EXERCISE DESCRIPTION:
Please repeat the lines below exactly. Begin with the line containing "query: sunglasses" and go on through the line containing "query: saxophone".

[Records from a collection]
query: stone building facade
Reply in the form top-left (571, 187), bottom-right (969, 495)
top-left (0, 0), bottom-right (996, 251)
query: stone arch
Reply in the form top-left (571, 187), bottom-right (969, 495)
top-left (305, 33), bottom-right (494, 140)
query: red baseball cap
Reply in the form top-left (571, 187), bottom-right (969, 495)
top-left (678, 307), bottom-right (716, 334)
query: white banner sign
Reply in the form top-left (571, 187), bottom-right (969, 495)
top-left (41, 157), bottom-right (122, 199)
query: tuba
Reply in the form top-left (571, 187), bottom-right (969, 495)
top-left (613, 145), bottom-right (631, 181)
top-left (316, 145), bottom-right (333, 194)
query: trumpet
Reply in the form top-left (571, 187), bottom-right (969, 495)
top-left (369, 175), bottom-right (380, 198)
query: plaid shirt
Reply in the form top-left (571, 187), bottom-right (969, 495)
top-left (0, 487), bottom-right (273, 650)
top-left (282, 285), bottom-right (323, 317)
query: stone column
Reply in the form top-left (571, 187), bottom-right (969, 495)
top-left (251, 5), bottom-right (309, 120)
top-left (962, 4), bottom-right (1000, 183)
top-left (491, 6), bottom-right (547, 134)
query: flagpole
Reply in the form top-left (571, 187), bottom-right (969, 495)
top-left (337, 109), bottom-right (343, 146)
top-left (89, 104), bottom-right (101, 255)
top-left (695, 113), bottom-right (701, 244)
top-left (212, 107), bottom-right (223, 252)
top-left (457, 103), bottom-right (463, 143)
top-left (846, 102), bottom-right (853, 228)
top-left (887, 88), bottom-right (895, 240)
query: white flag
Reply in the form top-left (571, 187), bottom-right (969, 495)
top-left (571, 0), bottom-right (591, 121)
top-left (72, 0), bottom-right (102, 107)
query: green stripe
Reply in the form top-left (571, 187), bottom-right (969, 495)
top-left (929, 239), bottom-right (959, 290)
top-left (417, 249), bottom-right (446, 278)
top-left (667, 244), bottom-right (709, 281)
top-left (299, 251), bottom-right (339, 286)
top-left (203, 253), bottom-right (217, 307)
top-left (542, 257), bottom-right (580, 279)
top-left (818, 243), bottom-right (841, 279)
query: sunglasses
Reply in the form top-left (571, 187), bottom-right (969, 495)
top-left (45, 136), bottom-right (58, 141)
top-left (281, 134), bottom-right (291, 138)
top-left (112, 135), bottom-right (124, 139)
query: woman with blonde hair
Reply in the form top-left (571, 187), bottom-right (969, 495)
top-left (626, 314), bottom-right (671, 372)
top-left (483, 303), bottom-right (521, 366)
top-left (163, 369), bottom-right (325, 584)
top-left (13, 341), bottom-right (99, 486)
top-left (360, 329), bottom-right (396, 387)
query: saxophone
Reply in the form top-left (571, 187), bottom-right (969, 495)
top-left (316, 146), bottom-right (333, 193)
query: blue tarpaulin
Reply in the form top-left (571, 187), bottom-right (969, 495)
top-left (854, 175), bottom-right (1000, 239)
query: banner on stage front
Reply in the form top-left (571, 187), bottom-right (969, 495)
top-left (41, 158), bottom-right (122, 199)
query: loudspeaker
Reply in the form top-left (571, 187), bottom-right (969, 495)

RESPONSE FOR THIS EXERCISE:
query: sunglasses
Reply in the form top-left (571, 187), bottom-right (969, 495)
top-left (45, 136), bottom-right (58, 141)
top-left (281, 134), bottom-right (291, 138)
top-left (112, 135), bottom-right (124, 139)
query: woman with blonde hair
Reply in the form top-left (571, 187), bottom-right (969, 495)
top-left (626, 314), bottom-right (671, 372)
top-left (483, 303), bottom-right (521, 366)
top-left (163, 369), bottom-right (325, 584)
top-left (13, 341), bottom-right (99, 486)
top-left (360, 329), bottom-right (396, 387)
query: saxophone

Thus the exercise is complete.